● Text passage:
======

At the beginning of our first session I ask MacKenzie, a 32-year-old single woman, what prompted her to seek treatment. Although she mentions occasional depression and anxiety, she seems most focused on her inability to maintain relationships. She has never felt truly intimate with any man she has dated. It might go on for several months, but inevitably she finds reasons to break it off. He’s not smart enough. He’s not ambitious. He’s too needy. She doesn’t like his friends and family. By this point in her life, she recognizes that these ostensible reasons are mere pretexts. She knows that she’s afraid of intimacy but doesn’t understand why.
Over the next few sessions, she fills me in on her personal history. Mom was an alcoholic and MacKenzie often came home from school to find her drunk or passed out on the couch. Dad was a workaholic and neglected the family, then divorced her mother and largely disappeared from their lives when MacKenzie was in her early teens. My client was left more or less in charge of her younger sister and stood in for parent as Mom disappeared deeper and deeper into her addiction. As an adult, MacKenzie has always been hard-working, utterly reliable and valued by her employers. She consistently advanced in her career at a major corporation and now occupies a mid-management level position.
I eventually suggest to MacKenzie that her experience of early childhood — dependent upon adults who consistently let her down — taught her that it was unsafe and unwise to rely upon other people to meet her needs. In order to survive, she became self-reliant to an extreme degree. Whatever she needed, she would provide for herself. I further suggest that this early trauma and her response of defensive self-sufficiency helps explain her present-day relationship problems. Whenever she feels herself growing attached to the man she’s dating, she’s afraid she’ll become emotionally dependent upon him; the past has taught her that such an experience can only end in disaster. In order to save herself from such agony, MacKenzie stifles any feelings of attachment and breaks the relationship off.
During the next few weeks, I notice that MacKenzie seems to be pulling away. She cancels one of her sessions, offering what feels like a feeble excuse, then shows up the following week and at first has little to say. When she finally warms up, she starts describing a problem she’s having at work with one of her subordinates. She seems entirely focused on this woman’s workplace difficulties, offering psychological explanations for her behavior and working out in my presence what she intends to do about it. I eventually suggest to MacKenzie that she had previously felt herself growing attached to me and our work together; afraid that she’ll become emotionally dependent upon me, she is now becoming more self-sufficient, more like a therapist herself, and pulling away from me. She seems surprised by what I say and acknowledges that she has been thinking about discontinuing her therapy. I point out the analogy to her relationship patterns.
My description of MacKenzie and the course of her early treatment is entirely fictional but closely resembles my work with a number of clients over the years. It illustrates a process I think of as constructing the psychotherapy narrative. Along cause-and-effect lines, we look to the painful past in order to account for present-day character traits and defenses. Past neglect and abandonment explain a present-day inability to sustain intimacy. The client and I are writing a story together, so to speak, in which she is the main character and we’re forging links between her past and present day experiences.

======

● Given information:
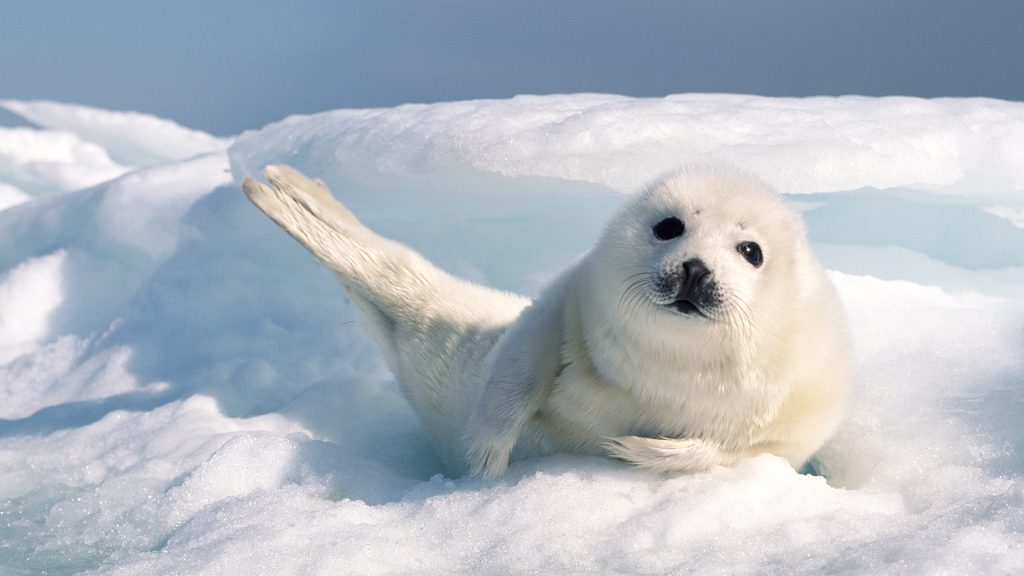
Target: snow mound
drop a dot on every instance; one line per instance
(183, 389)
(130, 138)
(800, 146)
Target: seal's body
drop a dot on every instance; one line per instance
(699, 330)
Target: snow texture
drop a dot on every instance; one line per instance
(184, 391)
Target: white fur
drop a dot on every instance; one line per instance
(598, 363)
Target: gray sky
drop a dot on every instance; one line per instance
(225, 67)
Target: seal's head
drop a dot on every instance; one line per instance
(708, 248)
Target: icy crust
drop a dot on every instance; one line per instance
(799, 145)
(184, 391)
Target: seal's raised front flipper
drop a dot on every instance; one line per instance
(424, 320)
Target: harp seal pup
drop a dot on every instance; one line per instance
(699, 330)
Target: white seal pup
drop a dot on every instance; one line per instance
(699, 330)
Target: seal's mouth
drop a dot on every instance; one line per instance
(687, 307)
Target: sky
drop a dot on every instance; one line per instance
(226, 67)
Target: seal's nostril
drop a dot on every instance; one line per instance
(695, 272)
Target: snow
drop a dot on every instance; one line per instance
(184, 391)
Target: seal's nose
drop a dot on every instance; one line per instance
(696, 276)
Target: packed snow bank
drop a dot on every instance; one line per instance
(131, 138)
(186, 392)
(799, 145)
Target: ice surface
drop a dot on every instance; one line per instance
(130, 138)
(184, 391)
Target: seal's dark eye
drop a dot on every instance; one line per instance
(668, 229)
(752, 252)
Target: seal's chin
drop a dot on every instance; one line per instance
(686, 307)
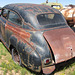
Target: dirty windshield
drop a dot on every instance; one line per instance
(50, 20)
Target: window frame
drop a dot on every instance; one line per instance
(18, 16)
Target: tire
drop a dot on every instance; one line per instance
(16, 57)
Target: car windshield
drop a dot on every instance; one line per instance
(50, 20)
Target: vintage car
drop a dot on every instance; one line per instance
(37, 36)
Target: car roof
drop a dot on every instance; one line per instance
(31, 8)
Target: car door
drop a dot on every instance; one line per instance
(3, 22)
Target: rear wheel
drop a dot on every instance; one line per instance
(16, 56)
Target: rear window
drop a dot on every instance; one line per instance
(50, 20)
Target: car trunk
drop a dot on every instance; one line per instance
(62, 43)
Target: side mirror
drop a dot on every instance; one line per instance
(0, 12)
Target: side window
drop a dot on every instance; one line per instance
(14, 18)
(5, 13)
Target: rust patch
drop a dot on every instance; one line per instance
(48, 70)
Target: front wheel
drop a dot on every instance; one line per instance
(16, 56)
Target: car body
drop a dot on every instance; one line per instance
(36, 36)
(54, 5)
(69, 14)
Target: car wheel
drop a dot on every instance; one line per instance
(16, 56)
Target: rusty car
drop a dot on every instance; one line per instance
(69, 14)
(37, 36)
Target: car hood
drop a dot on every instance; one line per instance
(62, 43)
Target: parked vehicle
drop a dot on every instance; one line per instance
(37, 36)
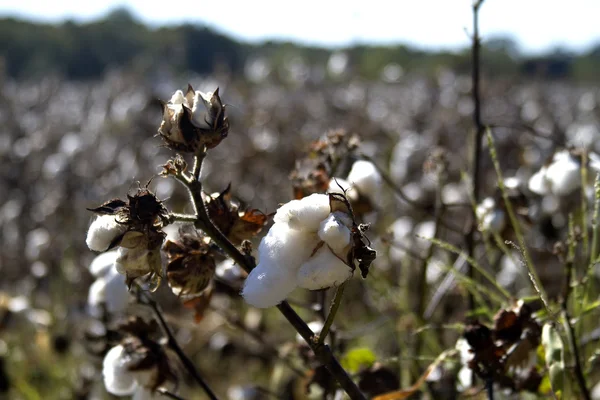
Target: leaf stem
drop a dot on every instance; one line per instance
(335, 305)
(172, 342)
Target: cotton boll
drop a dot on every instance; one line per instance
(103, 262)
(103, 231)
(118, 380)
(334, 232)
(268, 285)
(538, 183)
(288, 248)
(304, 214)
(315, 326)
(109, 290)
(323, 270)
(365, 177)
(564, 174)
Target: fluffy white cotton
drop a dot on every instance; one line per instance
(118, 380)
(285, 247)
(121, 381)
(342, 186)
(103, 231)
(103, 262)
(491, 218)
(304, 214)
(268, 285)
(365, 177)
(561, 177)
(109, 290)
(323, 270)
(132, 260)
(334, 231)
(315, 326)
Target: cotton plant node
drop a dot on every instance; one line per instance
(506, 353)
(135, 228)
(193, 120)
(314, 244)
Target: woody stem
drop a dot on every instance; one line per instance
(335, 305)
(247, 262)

======

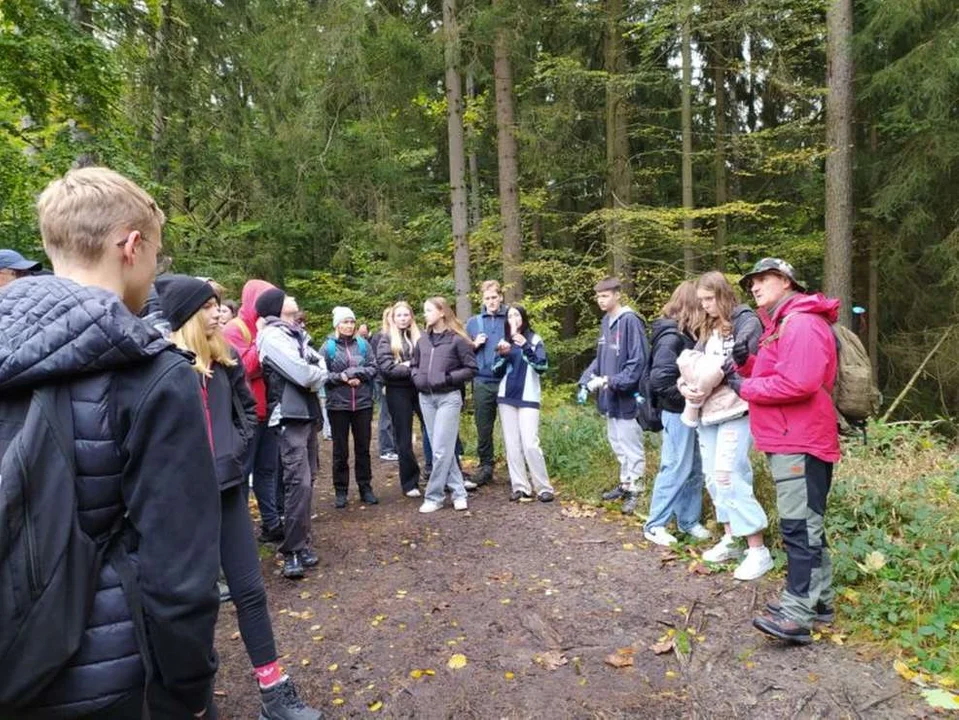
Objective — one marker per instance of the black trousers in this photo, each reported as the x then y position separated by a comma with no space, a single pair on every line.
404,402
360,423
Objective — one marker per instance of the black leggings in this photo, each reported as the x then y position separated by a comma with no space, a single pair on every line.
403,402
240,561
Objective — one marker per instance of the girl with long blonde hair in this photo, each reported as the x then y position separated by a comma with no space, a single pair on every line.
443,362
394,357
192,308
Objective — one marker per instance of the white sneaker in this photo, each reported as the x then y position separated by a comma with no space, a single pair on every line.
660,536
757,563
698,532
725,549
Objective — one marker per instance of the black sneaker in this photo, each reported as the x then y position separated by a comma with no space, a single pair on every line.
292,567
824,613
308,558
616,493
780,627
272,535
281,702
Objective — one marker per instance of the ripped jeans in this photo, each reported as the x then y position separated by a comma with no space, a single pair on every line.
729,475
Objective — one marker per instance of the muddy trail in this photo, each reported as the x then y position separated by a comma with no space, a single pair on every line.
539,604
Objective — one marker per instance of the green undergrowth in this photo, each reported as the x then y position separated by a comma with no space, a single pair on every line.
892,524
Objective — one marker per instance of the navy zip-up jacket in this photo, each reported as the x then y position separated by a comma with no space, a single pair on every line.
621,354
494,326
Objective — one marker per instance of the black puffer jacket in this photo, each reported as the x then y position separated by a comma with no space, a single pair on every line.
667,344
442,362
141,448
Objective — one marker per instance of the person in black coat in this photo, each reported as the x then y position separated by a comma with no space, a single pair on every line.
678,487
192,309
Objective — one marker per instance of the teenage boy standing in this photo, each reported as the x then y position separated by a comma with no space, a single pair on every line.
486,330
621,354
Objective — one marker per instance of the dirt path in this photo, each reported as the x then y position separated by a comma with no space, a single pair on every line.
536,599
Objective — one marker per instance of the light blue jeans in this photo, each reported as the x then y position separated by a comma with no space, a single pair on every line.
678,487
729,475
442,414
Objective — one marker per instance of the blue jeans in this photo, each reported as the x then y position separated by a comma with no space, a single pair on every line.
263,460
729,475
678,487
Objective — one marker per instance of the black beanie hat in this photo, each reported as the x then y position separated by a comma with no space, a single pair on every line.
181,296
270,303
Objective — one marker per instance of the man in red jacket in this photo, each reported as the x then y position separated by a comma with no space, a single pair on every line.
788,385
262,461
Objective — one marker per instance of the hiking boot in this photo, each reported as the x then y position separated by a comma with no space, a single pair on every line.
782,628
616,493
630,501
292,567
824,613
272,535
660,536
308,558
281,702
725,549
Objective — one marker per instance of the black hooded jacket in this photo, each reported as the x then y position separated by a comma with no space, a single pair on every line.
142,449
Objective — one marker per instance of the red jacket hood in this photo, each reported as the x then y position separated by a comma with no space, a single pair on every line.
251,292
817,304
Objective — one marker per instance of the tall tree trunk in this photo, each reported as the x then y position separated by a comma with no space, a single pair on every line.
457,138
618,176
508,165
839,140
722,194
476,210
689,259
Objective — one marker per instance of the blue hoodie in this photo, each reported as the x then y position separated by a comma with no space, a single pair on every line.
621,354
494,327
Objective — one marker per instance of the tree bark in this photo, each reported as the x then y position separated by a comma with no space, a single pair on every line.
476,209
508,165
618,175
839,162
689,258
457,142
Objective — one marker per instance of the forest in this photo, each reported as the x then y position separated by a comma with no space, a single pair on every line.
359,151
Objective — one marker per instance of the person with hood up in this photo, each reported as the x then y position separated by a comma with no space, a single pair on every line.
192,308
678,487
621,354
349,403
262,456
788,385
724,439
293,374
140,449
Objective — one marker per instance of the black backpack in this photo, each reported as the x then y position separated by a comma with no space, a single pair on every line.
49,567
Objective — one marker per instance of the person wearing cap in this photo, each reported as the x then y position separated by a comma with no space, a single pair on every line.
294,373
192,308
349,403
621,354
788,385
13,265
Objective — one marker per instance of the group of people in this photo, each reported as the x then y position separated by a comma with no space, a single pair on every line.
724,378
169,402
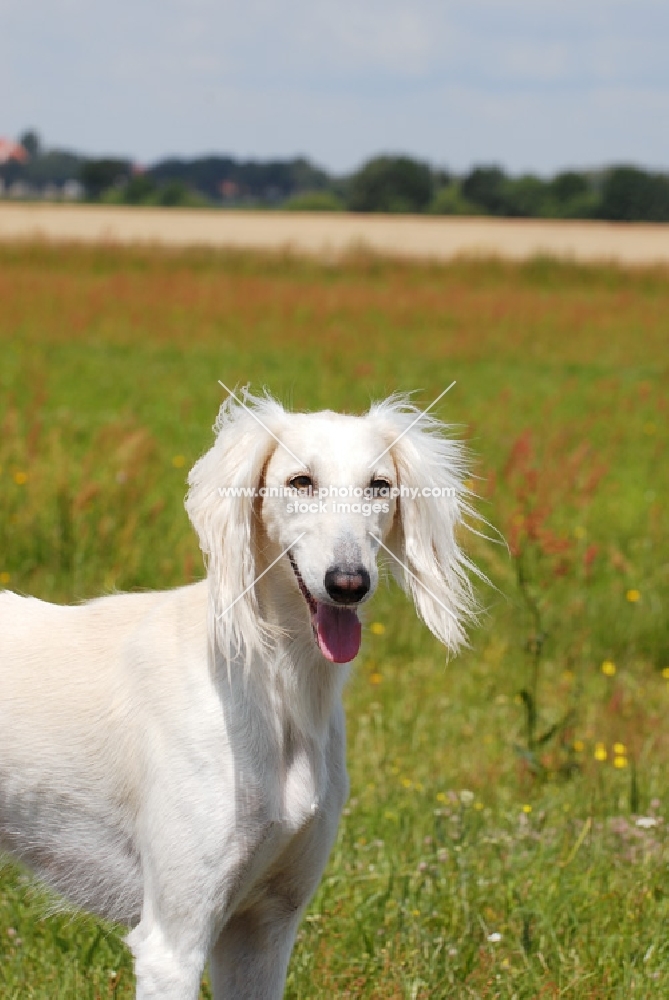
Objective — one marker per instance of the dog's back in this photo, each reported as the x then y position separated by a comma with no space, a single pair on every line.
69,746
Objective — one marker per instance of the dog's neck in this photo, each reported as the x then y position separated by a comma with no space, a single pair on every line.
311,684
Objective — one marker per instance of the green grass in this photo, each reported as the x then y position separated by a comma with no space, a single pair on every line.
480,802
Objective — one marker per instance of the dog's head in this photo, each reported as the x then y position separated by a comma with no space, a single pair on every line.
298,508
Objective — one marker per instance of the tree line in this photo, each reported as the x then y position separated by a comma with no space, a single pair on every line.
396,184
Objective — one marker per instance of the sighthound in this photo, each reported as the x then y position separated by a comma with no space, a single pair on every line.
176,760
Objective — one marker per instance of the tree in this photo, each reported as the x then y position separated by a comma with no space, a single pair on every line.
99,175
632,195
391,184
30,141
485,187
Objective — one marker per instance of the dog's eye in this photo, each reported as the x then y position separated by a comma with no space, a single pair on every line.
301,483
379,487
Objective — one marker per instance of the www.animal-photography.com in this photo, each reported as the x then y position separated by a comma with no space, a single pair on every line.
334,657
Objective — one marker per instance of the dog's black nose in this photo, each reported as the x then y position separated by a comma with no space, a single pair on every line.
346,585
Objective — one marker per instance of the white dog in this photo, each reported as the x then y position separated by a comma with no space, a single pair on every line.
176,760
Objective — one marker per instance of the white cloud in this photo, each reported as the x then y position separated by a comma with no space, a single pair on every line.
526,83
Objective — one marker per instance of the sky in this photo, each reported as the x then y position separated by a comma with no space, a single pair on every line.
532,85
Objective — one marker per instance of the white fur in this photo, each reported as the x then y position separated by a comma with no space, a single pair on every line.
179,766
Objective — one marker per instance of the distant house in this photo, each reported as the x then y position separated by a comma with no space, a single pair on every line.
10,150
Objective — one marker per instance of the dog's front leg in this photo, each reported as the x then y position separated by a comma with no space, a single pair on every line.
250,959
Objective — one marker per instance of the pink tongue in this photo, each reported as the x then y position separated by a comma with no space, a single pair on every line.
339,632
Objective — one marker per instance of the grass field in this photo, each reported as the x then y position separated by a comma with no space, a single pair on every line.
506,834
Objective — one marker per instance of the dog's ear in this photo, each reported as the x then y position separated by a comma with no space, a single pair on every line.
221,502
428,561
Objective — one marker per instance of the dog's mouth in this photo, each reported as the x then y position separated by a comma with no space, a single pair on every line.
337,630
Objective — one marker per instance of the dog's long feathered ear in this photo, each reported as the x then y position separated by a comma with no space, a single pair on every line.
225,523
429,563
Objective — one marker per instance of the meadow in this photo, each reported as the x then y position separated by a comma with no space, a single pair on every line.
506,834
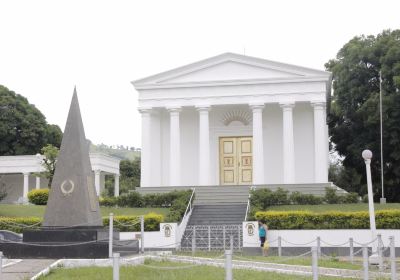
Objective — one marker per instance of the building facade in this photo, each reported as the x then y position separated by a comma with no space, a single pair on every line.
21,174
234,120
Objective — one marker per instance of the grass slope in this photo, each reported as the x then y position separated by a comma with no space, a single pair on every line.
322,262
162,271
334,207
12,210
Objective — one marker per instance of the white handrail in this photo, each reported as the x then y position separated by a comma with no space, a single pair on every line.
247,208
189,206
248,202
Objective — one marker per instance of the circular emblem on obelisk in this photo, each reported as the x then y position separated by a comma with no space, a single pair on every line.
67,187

======

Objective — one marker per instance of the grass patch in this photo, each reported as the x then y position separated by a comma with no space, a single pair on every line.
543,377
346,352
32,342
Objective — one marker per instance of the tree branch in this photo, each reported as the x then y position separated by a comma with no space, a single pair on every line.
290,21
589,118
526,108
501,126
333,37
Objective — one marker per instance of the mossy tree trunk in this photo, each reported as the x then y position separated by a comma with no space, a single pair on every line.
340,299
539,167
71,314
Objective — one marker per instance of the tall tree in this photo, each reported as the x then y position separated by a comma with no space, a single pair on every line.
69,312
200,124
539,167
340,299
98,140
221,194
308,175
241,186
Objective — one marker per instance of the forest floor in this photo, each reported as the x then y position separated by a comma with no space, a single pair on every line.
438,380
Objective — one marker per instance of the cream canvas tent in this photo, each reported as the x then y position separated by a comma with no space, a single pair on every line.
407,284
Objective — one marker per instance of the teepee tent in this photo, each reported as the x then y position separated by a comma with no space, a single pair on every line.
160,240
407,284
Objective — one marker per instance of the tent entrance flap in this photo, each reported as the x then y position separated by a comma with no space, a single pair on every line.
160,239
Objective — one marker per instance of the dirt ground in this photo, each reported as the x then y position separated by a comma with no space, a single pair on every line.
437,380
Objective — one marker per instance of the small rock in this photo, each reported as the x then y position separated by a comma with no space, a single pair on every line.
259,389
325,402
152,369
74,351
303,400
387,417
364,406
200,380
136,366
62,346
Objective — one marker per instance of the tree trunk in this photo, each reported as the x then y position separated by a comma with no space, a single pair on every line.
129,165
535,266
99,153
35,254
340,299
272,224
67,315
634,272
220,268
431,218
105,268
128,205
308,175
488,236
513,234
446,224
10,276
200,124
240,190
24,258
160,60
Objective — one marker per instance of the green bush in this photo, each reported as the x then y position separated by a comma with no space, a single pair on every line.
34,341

======

● Task instructions:
[A] In the passage about MacKenzie's therapy, what level of position does MacKenzie now hold at her corporation?
[B] Pick up the passage about MacKenzie's therapy and continue it from its last sentence.
The data is unrelated material, separate from the passage about MacKenzie's therapy.

● Answers to this exercise:
[A] She holds a mid-management level position.

[B]
We don’t actually know whether the narrative we’ve written is entirely accurate, not in a factual way. We can’t say with certainty that Experience A caused Character Trait B. Rather, reconstructions in psychotherapy are a kind of fiction that we try on for size to see whether it “feels” right. Clients like MacKenzie must decide whether this historical account of her emotional life makes sense and helps her to better understand herself. If it does, she might in time learn to access the fear of abandonment, the terror of dependency that comes up when she starts to get close to the man she’s dating. In an effort to re-write her story along more emotionally satisfying lines, she might try to be brave, bear with her fears and not run from intimacy.
Whenever I write about someone like Lance Armstrong, Charlie Sheen or Anthony Weiner, some readers inevitably ask me how I can presume to diagnose someone who isn’t a client. I’m not diagnosing anyone to begin with. I don’t believe that affixing a label to anyone does much of anything other than to stigmatize. What I am actually doing is constructing a narrative in a way not entirely different from what I do with my clients. I look to the past to see whether it sheds light on the person’s present day character traits and emotional difficulties. Based on my experience with clients who’ve come from similar backgrounds, I attempt to construct a narrative. For the narcissist like Lance Armstrong, I often link early emotional trauma and the shame it causes to a characteristic set of personality traits that arise as a defense — arrogance, grandiosity, contempt, etc. It’s a theory, a psychological narrative I’ve constructed to shed light on a person I may never have met but who I “recognize” even from this distance.
The question for the reader, as it is for my clients, is whether the narrative “feels” right and helps make the person more comprehensible. So often when the media and even professional psychologists write about the celebrity narcissist, they write about them as entirely “other,” suffering from a specific mental disorder that conforms to diagnostic criteria defined by the DSM5. In constructing a narrative about these celebrities, I instead try to make sense of their behavior and personalities, to make them seem less “other” and incomprehensible, more like people who become more understandable once we step into the life narrative that shaped them.